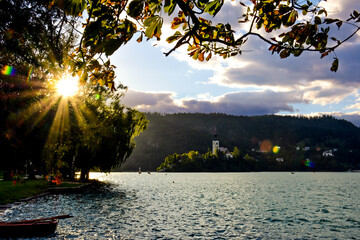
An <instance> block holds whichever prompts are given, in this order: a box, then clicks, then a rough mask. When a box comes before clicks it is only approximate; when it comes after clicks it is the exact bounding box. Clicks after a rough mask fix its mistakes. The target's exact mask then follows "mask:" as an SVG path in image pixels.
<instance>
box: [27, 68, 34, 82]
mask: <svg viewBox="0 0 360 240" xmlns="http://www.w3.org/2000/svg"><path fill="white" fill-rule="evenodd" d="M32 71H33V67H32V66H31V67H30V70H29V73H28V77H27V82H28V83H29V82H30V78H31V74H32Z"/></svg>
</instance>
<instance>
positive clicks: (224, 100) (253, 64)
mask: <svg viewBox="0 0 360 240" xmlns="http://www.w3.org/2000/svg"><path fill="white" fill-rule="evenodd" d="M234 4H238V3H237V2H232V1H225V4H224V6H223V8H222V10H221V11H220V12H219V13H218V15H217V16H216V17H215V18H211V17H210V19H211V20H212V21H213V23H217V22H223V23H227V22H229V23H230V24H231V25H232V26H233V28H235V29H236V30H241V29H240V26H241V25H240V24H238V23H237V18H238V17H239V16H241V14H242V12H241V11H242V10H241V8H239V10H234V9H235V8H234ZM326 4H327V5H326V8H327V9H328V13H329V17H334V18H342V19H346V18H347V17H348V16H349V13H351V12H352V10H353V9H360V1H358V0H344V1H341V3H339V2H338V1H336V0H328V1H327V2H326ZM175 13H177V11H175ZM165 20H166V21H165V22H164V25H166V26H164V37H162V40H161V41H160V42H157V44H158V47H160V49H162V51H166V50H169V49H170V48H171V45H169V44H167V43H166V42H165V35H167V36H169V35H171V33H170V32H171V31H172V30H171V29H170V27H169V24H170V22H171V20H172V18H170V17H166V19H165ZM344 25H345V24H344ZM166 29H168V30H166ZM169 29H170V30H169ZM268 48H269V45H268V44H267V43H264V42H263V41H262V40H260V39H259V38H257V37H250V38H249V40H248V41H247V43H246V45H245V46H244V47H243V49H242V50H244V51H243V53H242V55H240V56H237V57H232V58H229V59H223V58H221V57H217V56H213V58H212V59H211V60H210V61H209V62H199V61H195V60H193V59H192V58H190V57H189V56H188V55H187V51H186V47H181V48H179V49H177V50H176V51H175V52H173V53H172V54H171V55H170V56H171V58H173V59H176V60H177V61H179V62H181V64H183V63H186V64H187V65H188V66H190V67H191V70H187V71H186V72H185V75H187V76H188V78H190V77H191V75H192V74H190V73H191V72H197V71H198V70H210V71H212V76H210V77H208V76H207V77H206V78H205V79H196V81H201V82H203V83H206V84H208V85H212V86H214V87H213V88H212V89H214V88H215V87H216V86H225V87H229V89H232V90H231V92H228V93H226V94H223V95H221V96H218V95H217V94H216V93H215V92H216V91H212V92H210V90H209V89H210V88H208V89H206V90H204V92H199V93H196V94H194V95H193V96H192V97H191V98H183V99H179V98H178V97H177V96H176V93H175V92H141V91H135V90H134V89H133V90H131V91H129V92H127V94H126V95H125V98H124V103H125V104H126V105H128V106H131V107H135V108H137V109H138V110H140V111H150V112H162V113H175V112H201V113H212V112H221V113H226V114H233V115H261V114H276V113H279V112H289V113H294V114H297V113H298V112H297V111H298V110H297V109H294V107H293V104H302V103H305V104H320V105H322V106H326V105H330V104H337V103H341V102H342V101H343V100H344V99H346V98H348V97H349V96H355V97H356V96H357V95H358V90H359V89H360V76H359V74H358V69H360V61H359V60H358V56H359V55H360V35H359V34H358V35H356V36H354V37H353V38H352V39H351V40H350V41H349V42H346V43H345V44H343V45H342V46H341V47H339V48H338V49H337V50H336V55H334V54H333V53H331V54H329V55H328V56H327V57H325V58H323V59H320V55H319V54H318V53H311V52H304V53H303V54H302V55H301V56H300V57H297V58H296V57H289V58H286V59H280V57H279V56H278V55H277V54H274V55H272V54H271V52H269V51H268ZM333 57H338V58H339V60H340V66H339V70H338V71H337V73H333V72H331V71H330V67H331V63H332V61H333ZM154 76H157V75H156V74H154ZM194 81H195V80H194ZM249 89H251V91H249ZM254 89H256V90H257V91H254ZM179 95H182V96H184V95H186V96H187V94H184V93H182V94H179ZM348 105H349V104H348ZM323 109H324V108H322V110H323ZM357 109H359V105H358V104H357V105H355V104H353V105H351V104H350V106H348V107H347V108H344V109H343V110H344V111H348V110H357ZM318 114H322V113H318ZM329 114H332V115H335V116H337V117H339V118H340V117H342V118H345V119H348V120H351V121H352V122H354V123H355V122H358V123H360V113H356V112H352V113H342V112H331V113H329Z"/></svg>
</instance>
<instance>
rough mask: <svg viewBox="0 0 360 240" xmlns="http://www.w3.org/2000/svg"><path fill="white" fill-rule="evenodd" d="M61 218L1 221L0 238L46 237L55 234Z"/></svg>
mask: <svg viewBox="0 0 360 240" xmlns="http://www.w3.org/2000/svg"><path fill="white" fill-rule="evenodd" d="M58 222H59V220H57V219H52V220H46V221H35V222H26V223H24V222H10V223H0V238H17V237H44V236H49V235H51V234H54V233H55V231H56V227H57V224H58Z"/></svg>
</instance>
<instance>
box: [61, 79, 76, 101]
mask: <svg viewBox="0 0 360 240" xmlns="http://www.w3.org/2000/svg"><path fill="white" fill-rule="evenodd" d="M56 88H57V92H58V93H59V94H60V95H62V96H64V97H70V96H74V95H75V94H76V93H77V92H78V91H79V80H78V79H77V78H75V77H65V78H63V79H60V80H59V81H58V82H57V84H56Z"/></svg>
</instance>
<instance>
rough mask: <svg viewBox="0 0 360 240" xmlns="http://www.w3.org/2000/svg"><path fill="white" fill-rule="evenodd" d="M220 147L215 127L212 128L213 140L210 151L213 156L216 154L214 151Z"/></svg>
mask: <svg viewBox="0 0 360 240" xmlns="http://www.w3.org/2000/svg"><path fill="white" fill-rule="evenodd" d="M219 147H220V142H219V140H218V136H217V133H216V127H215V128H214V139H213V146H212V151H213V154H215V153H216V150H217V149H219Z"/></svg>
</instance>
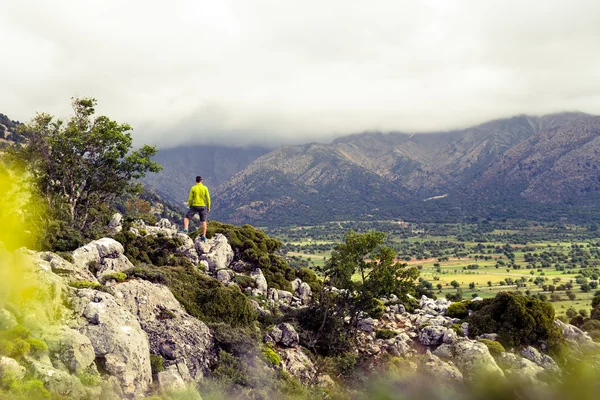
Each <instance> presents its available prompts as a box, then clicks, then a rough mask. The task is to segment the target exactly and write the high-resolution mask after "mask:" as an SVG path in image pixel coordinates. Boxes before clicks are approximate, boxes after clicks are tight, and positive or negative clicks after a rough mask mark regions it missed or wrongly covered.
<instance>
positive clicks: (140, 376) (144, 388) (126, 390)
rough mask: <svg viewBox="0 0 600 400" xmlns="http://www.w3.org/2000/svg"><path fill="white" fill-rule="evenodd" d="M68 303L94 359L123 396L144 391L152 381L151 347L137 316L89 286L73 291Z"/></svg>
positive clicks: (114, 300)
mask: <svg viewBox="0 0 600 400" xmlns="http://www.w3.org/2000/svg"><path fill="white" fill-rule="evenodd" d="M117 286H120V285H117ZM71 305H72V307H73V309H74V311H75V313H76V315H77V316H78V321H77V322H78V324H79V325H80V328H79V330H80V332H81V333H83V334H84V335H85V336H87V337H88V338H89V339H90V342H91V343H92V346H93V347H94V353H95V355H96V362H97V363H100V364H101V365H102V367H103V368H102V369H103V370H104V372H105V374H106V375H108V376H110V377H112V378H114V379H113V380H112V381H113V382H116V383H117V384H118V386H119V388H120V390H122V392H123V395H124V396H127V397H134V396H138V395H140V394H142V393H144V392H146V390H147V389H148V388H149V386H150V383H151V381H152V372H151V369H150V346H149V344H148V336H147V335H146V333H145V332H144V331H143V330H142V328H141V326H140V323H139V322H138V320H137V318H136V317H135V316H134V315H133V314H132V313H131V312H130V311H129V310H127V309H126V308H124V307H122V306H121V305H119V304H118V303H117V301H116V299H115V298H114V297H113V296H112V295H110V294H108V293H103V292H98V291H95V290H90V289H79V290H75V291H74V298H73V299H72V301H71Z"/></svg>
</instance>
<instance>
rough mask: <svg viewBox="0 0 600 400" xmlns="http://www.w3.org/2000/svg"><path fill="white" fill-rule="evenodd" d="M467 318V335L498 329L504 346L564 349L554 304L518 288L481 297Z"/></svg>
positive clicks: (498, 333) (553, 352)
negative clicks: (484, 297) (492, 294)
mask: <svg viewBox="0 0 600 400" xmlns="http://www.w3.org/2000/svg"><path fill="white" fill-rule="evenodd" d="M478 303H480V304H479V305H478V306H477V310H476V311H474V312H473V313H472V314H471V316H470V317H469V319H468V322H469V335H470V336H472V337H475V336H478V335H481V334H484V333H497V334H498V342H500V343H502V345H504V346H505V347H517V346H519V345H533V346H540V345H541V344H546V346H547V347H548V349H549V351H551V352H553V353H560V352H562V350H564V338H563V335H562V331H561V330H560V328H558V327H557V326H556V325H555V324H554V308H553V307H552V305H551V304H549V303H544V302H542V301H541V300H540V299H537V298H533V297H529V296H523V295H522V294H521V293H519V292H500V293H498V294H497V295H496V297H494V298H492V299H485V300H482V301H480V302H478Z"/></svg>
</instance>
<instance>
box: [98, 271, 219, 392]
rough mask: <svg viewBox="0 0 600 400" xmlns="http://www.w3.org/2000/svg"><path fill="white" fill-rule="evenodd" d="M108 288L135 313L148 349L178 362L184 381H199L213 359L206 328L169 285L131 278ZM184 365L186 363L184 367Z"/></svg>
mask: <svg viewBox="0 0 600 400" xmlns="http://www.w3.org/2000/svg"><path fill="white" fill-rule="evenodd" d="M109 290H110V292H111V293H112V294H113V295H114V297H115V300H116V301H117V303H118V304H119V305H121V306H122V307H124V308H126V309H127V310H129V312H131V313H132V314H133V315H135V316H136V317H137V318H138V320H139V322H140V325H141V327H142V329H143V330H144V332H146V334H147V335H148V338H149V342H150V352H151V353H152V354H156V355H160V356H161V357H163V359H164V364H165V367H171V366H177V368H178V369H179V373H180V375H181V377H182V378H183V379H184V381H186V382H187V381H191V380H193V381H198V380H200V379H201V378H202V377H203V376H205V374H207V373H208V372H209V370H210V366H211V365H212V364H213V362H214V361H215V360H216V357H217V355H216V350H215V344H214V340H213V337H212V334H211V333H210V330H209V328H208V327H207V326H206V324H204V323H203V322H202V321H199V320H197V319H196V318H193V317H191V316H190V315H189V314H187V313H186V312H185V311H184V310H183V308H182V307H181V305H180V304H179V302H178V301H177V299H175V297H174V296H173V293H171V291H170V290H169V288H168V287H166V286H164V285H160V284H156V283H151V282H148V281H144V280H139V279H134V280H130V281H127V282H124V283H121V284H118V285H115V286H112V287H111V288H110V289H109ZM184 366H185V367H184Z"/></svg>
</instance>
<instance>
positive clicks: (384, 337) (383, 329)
────
### YOUR GOAL
Please output exactly the lines between the one holding "negative clicks: (484, 297) (492, 294)" and the one holding "box: [98, 271, 219, 392]" in the records above, inclusive, and nothing more.

### SOLUTION TO THE EXERCISE
negative clicks: (484, 297) (492, 294)
mask: <svg viewBox="0 0 600 400" xmlns="http://www.w3.org/2000/svg"><path fill="white" fill-rule="evenodd" d="M478 303H480V304H479V305H478V306H477V310H476V311H474V312H473V313H472V314H471V316H470V317H469V319H468V322H469V335H470V336H472V337H475V336H478V335H481V334H484V333H497V334H498V342H500V343H502V345H504V346H505V347H517V346H519V345H533V346H540V345H541V344H546V346H547V347H548V349H549V351H551V352H553V353H560V352H562V350H564V338H563V335H562V331H561V330H560V328H558V327H557V326H556V325H555V324H554V308H553V307H552V305H551V304H549V303H544V302H542V301H541V300H540V299H537V298H533V297H529V296H523V295H522V294H521V293H519V292H500V293H498V294H497V295H496V297H494V298H492V299H485V300H482V301H480V302H478Z"/></svg>
</instance>
<instance>
box: [98, 271, 219, 392]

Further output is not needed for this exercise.